▶ Data for this task
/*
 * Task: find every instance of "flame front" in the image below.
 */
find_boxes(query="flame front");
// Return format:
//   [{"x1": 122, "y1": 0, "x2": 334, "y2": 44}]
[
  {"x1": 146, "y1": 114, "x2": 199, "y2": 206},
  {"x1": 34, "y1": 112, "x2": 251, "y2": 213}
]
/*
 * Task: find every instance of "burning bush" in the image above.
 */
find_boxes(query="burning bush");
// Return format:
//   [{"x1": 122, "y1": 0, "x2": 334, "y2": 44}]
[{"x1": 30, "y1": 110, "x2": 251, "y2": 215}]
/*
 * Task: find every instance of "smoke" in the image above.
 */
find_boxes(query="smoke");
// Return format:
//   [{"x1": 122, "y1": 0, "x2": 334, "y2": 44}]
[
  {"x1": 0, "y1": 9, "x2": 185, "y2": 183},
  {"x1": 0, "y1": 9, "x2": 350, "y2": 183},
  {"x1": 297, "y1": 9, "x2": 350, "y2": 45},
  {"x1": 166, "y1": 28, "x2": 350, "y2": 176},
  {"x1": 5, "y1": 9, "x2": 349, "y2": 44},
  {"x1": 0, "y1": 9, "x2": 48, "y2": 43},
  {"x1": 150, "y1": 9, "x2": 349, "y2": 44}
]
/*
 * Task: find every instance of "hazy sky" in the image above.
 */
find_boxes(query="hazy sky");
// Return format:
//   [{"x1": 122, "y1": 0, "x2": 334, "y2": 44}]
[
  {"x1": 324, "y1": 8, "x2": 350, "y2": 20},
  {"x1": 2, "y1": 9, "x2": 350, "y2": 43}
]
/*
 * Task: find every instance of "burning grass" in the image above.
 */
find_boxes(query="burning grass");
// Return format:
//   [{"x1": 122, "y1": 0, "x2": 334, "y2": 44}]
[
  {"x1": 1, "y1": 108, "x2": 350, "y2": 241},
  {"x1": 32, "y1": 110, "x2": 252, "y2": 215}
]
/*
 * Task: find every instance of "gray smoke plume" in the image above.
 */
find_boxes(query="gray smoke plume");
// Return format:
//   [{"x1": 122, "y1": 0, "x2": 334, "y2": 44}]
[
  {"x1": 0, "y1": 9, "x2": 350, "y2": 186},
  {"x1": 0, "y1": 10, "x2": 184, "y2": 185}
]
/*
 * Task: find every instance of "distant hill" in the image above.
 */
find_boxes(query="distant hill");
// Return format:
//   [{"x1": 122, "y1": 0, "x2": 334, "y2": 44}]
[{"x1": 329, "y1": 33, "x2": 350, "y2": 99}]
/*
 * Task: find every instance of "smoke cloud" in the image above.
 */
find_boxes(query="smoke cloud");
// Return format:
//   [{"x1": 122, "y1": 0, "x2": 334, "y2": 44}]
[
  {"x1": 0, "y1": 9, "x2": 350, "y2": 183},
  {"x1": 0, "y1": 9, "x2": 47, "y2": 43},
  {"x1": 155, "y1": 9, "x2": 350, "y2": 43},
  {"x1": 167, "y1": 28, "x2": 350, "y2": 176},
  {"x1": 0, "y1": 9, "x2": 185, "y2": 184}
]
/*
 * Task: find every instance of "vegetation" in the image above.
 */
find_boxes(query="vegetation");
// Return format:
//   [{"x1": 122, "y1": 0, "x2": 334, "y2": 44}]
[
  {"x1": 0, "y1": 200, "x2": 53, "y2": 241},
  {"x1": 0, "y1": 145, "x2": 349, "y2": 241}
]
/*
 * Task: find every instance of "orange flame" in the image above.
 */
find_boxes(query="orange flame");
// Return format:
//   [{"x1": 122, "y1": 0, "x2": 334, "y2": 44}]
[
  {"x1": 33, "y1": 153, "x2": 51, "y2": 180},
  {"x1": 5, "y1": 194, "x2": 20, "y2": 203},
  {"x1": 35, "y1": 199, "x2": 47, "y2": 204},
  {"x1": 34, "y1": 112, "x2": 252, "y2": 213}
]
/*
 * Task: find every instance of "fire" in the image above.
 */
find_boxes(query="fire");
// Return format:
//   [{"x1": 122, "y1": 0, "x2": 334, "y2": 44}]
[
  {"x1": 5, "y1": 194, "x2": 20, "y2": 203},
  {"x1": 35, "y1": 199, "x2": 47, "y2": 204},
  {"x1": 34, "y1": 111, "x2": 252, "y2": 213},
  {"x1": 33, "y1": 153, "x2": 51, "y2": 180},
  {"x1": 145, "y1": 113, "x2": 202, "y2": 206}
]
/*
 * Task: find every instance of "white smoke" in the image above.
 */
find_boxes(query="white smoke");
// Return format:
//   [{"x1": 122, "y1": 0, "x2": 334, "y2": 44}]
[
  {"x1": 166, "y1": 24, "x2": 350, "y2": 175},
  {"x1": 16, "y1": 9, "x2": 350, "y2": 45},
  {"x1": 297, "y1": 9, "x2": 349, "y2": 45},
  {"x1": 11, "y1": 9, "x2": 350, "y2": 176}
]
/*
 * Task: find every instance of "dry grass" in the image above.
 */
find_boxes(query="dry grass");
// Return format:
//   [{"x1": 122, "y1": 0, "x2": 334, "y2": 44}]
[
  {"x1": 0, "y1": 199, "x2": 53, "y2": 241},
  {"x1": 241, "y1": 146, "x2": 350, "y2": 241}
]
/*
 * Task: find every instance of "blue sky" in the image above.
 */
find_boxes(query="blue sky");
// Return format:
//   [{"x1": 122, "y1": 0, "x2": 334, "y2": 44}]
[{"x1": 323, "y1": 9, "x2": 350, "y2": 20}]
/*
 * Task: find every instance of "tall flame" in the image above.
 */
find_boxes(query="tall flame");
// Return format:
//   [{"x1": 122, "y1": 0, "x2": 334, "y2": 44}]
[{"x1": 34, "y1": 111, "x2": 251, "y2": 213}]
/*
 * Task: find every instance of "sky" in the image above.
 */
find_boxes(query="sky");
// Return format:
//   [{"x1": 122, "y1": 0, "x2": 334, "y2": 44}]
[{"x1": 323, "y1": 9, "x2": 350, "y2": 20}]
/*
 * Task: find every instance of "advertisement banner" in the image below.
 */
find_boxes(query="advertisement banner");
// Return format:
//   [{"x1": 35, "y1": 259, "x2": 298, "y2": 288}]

▶ Work to be completed
Make an exact copy of the whole listing, so that no line is lost.

▶ Result for this exercise
/*
 * Task: find every instance of "flame front" in the image below.
 */
find_boxes(query="flame front");
// Return format:
//   [{"x1": 122, "y1": 0, "x2": 334, "y2": 44}]
[
  {"x1": 146, "y1": 114, "x2": 199, "y2": 206},
  {"x1": 34, "y1": 112, "x2": 251, "y2": 213}
]
/*
 * Task: find every instance of "burning bush" in the image above.
 */
find_boxes(query="burning bush");
// Return format:
//   [{"x1": 122, "y1": 0, "x2": 334, "y2": 44}]
[{"x1": 30, "y1": 110, "x2": 251, "y2": 215}]
/*
 * Task: find every instance of "smoke" in the image above.
 */
find_boxes(query="smoke");
// Return format:
//   [{"x1": 122, "y1": 0, "x2": 334, "y2": 44}]
[
  {"x1": 0, "y1": 9, "x2": 185, "y2": 183},
  {"x1": 0, "y1": 9, "x2": 350, "y2": 183},
  {"x1": 297, "y1": 9, "x2": 350, "y2": 45},
  {"x1": 166, "y1": 28, "x2": 350, "y2": 176},
  {"x1": 5, "y1": 9, "x2": 349, "y2": 44},
  {"x1": 0, "y1": 9, "x2": 48, "y2": 43},
  {"x1": 150, "y1": 9, "x2": 349, "y2": 44}
]
/*
 * Task: find every instance of "hazy sky" in the image above.
 */
find_boxes(query="hazy sky");
// Return format:
//   [{"x1": 122, "y1": 0, "x2": 334, "y2": 44}]
[
  {"x1": 324, "y1": 8, "x2": 350, "y2": 20},
  {"x1": 2, "y1": 9, "x2": 350, "y2": 43}
]
/*
 * Task: find every instance of "burning grass" in the image above.
 */
find_boxes(query="burning grass");
// Return format:
//   [{"x1": 122, "y1": 0, "x2": 334, "y2": 44}]
[
  {"x1": 1, "y1": 108, "x2": 350, "y2": 241},
  {"x1": 32, "y1": 110, "x2": 252, "y2": 215}
]
/*
 * Task: find every instance of "gray smoke plume" in the image above.
 */
find_boxes(query="gray smoke plume");
// Return format:
//   [{"x1": 122, "y1": 0, "x2": 334, "y2": 44}]
[
  {"x1": 0, "y1": 9, "x2": 350, "y2": 186},
  {"x1": 0, "y1": 10, "x2": 184, "y2": 185}
]
/*
 * Task: find every instance of "distant hill" in the image above.
 */
find_boxes(query="distant hill");
// Return format:
//   [{"x1": 122, "y1": 0, "x2": 334, "y2": 44}]
[{"x1": 329, "y1": 33, "x2": 350, "y2": 99}]
/*
 * Task: find every instance of "smoke cloud" in the image above.
 */
find_boxes(query="smoke cloud");
// Return format:
//   [{"x1": 122, "y1": 0, "x2": 334, "y2": 44}]
[
  {"x1": 0, "y1": 9, "x2": 350, "y2": 183},
  {"x1": 0, "y1": 9, "x2": 47, "y2": 43},
  {"x1": 155, "y1": 9, "x2": 350, "y2": 43},
  {"x1": 167, "y1": 28, "x2": 350, "y2": 176},
  {"x1": 0, "y1": 9, "x2": 185, "y2": 184}
]
/*
 * Task: find every instance of "vegetation" in the image above.
 */
find_boxes(query="vegetation");
// Return format:
//   [{"x1": 122, "y1": 0, "x2": 334, "y2": 44}]
[
  {"x1": 0, "y1": 200, "x2": 53, "y2": 241},
  {"x1": 0, "y1": 145, "x2": 349, "y2": 241}
]
/*
 * Task: find every instance of "orange flame" in the image above.
 */
find_boxes(query="orange flame");
// Return format:
//   [{"x1": 122, "y1": 0, "x2": 334, "y2": 44}]
[
  {"x1": 33, "y1": 153, "x2": 51, "y2": 180},
  {"x1": 5, "y1": 194, "x2": 20, "y2": 203},
  {"x1": 35, "y1": 199, "x2": 47, "y2": 204},
  {"x1": 34, "y1": 112, "x2": 252, "y2": 213}
]
/*
 * Task: find every instance of "fire" in the image above.
 */
find_boxes(query="fire");
// Return format:
//   [{"x1": 122, "y1": 0, "x2": 334, "y2": 44}]
[
  {"x1": 5, "y1": 194, "x2": 20, "y2": 203},
  {"x1": 35, "y1": 199, "x2": 47, "y2": 204},
  {"x1": 34, "y1": 111, "x2": 252, "y2": 213},
  {"x1": 33, "y1": 153, "x2": 51, "y2": 180},
  {"x1": 145, "y1": 113, "x2": 202, "y2": 206}
]
/*
 * Task: find every instance of "white smoke" in the image above.
 */
find_boxes(query="white smoke");
// Return format:
//   [{"x1": 122, "y1": 0, "x2": 334, "y2": 44}]
[
  {"x1": 166, "y1": 24, "x2": 350, "y2": 175},
  {"x1": 16, "y1": 9, "x2": 350, "y2": 45},
  {"x1": 297, "y1": 9, "x2": 349, "y2": 45},
  {"x1": 11, "y1": 9, "x2": 350, "y2": 176}
]
/*
 * Task: find every instance of "dry grass" in the image above.
 */
find_boxes(query="dry grass");
// Return format:
//   [{"x1": 122, "y1": 0, "x2": 334, "y2": 44}]
[
  {"x1": 0, "y1": 199, "x2": 53, "y2": 241},
  {"x1": 241, "y1": 146, "x2": 350, "y2": 241}
]
/*
 * Task: find every instance of "blue sky" in the image above.
 */
find_boxes(query="blue sky");
// Return format:
//   [{"x1": 122, "y1": 0, "x2": 334, "y2": 44}]
[{"x1": 323, "y1": 9, "x2": 350, "y2": 20}]
/*
 * Task: find every instance of "tall flame" in the image above.
 */
find_boxes(query="tall flame");
// Return format:
//   [{"x1": 122, "y1": 0, "x2": 334, "y2": 44}]
[{"x1": 34, "y1": 111, "x2": 251, "y2": 213}]
/*
 * Task: find every instance of "sky" in the image above.
 */
find_boxes(query="sky");
// Return format:
//   [{"x1": 122, "y1": 0, "x2": 334, "y2": 44}]
[{"x1": 323, "y1": 9, "x2": 350, "y2": 20}]
/*
 * Task: find every instance of "advertisement banner" in the image below.
 */
find_boxes(query="advertisement banner");
// Return format:
//   [{"x1": 35, "y1": 259, "x2": 298, "y2": 288}]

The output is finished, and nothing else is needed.